- Task to complete -
Find each line below that contains the word "right" and copy those lines. Matching is case-sensitive.

═══ Supplied data

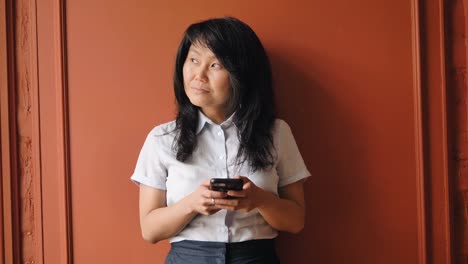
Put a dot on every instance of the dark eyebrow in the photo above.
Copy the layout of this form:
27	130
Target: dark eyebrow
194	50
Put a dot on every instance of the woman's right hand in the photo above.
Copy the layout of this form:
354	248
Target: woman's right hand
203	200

══════
═══ Supplied data

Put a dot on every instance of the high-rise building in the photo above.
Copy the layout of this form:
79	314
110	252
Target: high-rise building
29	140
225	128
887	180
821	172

══════
═══ Supplied data

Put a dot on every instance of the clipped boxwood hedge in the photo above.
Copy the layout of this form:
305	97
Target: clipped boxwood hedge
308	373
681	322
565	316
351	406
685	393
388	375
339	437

══════

- Answer to this exercise -
Put a dot on every instance of the woman's right hand in the photo above.
Target: woman's right hand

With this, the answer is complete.